(Point annotations for photos)

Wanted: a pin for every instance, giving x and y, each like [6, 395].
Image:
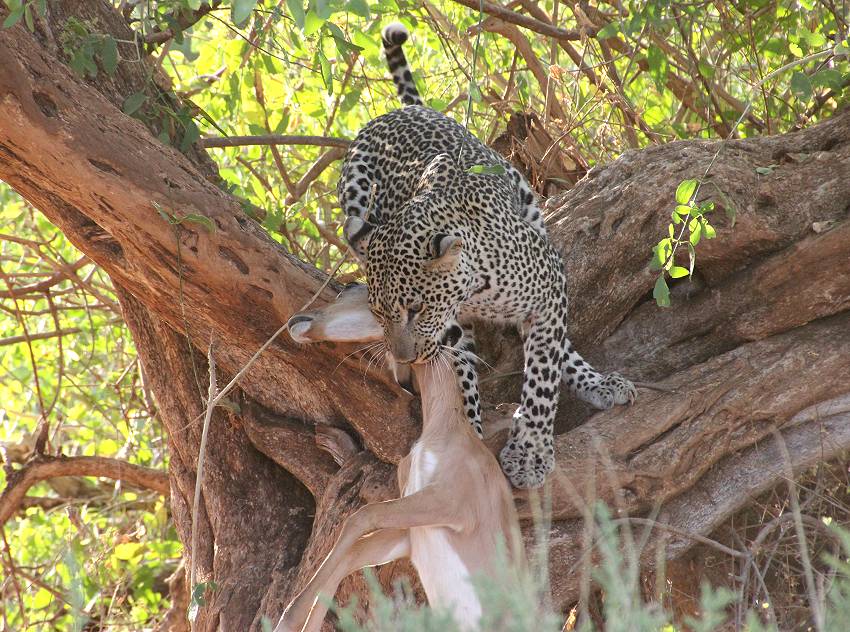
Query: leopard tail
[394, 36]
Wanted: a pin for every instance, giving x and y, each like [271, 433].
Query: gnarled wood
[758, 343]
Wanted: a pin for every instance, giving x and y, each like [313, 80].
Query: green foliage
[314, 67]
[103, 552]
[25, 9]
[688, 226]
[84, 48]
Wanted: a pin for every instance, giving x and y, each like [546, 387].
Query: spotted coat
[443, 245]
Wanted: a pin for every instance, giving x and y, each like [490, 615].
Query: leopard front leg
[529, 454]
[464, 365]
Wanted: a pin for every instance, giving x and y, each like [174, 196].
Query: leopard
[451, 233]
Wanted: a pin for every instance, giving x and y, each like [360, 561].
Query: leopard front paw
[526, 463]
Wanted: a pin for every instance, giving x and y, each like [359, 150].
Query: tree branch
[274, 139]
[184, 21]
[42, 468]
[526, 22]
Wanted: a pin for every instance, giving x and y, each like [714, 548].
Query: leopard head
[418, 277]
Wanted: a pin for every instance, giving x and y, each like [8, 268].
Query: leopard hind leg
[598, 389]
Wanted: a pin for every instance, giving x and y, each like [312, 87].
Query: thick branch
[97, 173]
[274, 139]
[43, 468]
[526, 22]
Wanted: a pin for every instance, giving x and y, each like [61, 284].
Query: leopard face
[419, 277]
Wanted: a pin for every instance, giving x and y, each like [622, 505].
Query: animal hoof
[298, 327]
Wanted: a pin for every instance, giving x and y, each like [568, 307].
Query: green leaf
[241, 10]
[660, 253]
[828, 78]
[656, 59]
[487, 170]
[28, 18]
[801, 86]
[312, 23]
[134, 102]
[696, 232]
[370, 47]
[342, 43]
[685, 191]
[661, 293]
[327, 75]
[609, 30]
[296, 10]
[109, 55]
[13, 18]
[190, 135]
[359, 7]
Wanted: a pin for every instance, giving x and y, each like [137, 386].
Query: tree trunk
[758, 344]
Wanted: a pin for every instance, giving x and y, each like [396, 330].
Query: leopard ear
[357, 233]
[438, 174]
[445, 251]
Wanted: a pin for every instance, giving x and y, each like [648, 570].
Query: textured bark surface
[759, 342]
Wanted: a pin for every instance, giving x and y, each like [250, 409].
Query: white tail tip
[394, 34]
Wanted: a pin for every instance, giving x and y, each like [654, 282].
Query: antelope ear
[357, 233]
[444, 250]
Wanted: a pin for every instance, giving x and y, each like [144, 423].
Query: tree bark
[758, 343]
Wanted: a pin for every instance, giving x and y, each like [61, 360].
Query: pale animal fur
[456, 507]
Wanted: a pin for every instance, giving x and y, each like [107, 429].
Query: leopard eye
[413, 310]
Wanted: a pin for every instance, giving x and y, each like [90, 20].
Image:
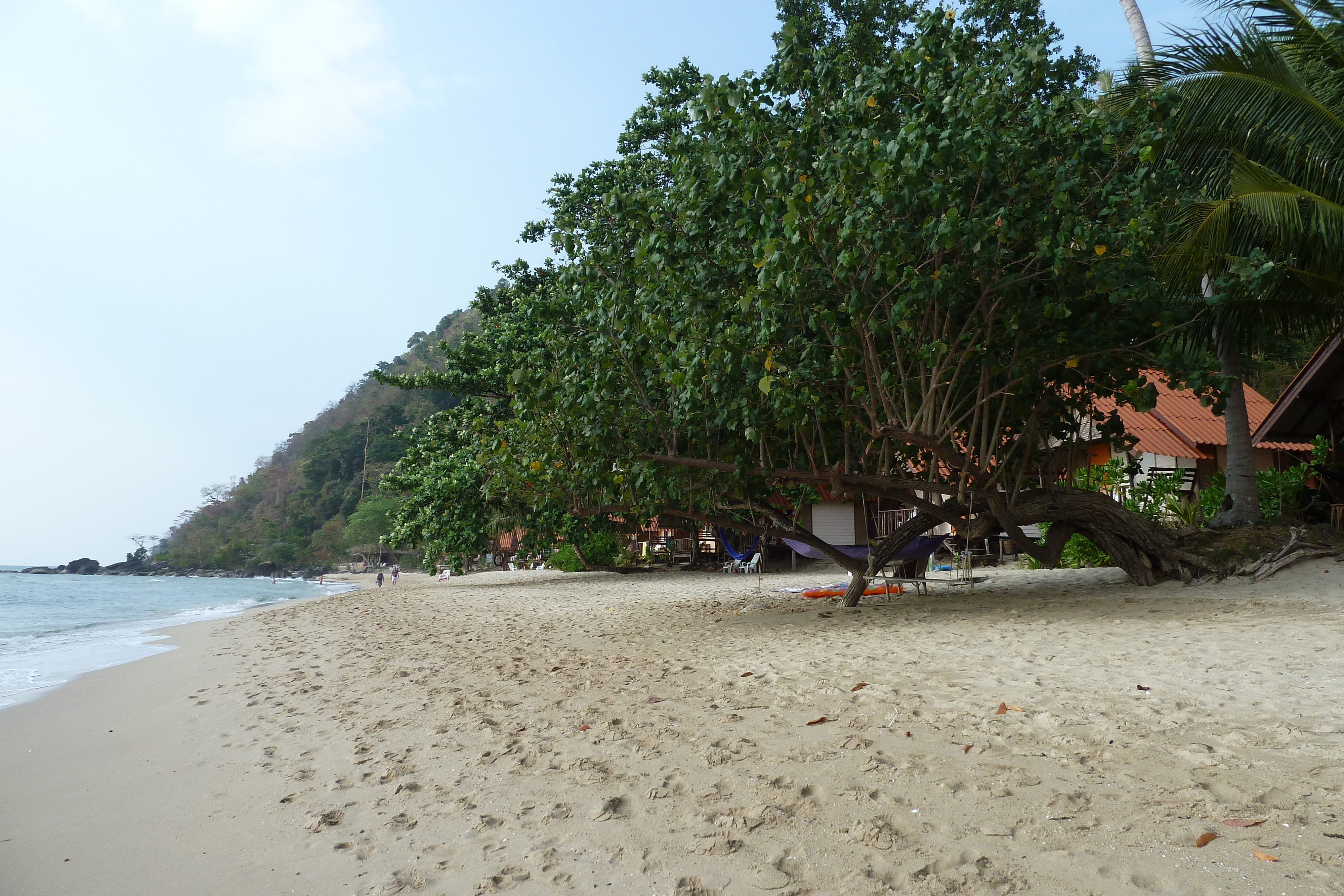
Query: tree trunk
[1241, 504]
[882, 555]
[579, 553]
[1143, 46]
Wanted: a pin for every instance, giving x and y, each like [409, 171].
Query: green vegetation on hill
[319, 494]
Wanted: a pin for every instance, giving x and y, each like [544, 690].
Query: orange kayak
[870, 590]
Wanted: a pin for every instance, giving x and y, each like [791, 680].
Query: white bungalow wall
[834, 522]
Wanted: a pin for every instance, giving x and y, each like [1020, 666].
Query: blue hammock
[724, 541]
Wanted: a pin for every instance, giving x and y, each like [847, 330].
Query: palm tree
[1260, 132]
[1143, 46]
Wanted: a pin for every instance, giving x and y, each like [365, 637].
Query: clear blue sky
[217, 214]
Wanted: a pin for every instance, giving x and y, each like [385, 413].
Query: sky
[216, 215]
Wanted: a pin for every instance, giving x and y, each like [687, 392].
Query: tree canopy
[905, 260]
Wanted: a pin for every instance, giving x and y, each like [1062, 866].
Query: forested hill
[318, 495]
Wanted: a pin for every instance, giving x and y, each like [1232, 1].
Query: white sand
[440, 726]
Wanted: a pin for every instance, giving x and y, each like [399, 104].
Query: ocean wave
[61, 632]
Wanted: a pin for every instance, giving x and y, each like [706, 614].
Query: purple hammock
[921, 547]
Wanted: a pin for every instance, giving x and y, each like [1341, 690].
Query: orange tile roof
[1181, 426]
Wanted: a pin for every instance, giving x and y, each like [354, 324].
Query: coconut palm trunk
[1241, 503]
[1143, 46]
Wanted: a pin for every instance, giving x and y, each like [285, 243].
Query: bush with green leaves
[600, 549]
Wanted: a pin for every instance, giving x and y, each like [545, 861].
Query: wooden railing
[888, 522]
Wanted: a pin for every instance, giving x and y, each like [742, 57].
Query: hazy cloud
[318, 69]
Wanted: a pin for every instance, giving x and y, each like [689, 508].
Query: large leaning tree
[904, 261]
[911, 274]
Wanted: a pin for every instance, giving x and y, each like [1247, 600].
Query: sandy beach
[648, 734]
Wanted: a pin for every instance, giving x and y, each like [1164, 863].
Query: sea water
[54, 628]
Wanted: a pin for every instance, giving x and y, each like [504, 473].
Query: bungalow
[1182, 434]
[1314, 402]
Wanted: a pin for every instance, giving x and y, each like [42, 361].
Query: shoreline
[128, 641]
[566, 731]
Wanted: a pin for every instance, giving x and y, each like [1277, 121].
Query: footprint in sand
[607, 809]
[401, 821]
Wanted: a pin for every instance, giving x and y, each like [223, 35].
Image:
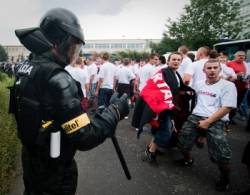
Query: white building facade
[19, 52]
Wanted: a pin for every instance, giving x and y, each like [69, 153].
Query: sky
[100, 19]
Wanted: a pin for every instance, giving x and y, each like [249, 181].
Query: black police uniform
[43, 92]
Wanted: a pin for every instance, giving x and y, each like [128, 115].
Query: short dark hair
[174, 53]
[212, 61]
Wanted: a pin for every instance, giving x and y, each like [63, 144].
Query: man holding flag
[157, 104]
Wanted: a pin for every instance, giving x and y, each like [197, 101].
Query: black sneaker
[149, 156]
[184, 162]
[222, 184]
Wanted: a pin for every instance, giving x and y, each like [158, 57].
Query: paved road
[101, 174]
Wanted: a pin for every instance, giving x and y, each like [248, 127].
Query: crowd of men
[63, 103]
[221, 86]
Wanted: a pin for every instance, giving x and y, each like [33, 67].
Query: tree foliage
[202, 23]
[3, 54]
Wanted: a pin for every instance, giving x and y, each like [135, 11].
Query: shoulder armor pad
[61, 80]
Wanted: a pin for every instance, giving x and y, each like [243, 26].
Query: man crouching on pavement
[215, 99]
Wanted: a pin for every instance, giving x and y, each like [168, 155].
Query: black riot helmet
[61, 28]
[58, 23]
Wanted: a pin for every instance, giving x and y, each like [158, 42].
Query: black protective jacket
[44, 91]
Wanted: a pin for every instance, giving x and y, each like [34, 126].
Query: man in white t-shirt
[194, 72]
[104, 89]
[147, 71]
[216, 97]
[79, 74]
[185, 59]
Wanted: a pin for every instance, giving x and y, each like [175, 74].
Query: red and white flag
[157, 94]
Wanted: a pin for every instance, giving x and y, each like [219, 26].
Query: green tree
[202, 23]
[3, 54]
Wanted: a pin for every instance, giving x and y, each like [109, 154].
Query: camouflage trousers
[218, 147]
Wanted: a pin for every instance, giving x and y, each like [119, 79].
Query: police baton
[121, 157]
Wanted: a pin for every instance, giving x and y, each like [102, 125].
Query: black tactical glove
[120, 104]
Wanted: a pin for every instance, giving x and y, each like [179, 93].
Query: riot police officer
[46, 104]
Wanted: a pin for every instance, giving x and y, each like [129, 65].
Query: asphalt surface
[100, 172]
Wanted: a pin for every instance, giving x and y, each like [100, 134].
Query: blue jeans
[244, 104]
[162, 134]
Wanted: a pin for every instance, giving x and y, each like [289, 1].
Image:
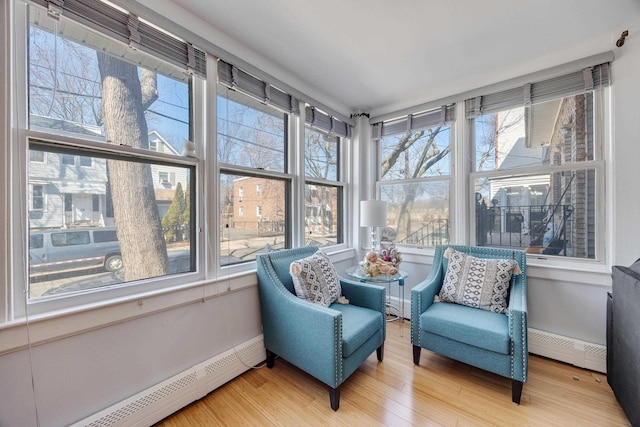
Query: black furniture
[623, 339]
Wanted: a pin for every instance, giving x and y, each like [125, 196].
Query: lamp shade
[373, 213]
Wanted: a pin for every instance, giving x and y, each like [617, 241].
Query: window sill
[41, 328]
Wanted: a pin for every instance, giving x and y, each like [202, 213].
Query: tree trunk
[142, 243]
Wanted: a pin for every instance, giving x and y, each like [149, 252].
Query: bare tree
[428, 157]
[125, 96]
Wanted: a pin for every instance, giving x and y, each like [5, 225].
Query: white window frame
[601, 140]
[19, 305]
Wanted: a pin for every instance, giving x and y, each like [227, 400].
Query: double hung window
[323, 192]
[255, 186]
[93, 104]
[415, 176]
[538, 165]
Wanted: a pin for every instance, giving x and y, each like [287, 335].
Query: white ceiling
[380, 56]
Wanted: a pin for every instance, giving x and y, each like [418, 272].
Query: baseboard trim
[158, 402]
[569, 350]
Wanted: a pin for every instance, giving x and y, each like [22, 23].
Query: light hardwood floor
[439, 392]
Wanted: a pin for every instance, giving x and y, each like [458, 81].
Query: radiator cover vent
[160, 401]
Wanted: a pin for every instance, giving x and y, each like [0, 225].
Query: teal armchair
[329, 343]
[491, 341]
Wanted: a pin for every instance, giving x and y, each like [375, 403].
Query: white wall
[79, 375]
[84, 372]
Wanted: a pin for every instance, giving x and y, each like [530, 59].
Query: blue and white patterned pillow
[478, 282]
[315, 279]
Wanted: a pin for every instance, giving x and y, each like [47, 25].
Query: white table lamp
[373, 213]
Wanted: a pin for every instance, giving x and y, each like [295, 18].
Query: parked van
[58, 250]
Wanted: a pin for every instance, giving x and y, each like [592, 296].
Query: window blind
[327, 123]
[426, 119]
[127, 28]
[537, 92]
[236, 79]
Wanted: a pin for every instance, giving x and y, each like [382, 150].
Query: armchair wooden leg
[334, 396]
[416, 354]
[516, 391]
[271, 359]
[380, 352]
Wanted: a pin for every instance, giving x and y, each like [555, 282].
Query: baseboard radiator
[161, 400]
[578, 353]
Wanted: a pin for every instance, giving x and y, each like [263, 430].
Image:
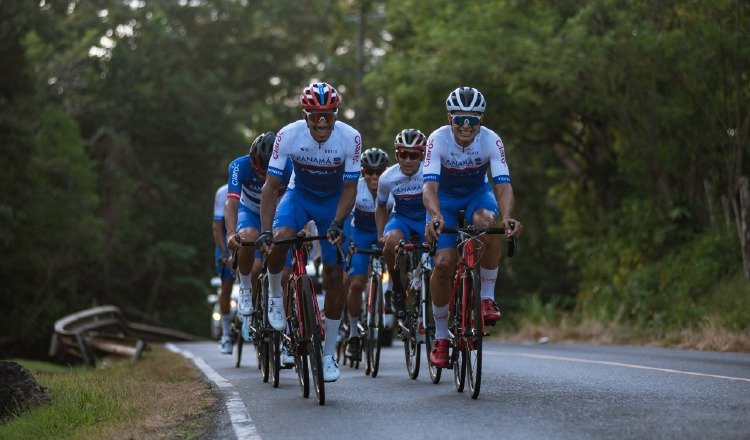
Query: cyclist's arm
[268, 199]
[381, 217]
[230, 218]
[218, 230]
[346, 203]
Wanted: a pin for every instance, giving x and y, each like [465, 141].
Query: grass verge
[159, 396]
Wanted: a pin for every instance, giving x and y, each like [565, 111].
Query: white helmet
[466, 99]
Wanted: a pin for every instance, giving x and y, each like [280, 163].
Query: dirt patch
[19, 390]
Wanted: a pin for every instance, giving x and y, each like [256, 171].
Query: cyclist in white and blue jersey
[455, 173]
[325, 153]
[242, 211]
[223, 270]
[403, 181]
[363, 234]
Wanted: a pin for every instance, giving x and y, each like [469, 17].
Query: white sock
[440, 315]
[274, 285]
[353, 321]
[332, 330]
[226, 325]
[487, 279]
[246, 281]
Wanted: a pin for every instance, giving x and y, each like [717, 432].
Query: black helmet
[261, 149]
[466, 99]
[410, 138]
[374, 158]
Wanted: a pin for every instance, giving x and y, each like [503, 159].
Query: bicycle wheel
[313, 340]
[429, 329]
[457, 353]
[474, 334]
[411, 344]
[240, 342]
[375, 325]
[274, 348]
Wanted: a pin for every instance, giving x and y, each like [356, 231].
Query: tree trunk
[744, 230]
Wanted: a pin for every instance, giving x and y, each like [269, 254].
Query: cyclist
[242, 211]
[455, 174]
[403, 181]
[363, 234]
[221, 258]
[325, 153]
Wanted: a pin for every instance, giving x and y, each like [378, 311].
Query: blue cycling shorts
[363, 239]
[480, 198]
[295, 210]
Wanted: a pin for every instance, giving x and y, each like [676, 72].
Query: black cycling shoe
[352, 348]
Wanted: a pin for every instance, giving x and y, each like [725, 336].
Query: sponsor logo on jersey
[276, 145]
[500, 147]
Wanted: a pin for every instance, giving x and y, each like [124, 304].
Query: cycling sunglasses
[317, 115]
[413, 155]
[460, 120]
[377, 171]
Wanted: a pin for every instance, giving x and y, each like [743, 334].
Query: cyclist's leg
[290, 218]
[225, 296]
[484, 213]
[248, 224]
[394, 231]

- [Task brief]
Please lay out the items from the line containing "like [725, 336]." through the end of the items as a two-column CSV with columns named item_text and answer, one row per item. Put each item's text and its answer in a single quoted field, replacing line breaks with spaces.

- [Reply]
item_text,answer
"Wanted: a pin for every instance, giving x and y, each like [725, 336]. Query: sponsor logo on jersey","[276, 145] [500, 147]"
"Wanted: a pin for every instance, giving x and y, each like [124, 304]. Query: cycling sunglasses","[317, 115] [413, 155] [460, 120] [377, 171]"
"Wanted: a pin for every instance, giving x and y, each like [743, 334]. Query: cyclist's leg","[290, 218] [225, 296] [484, 213] [248, 224] [394, 231]"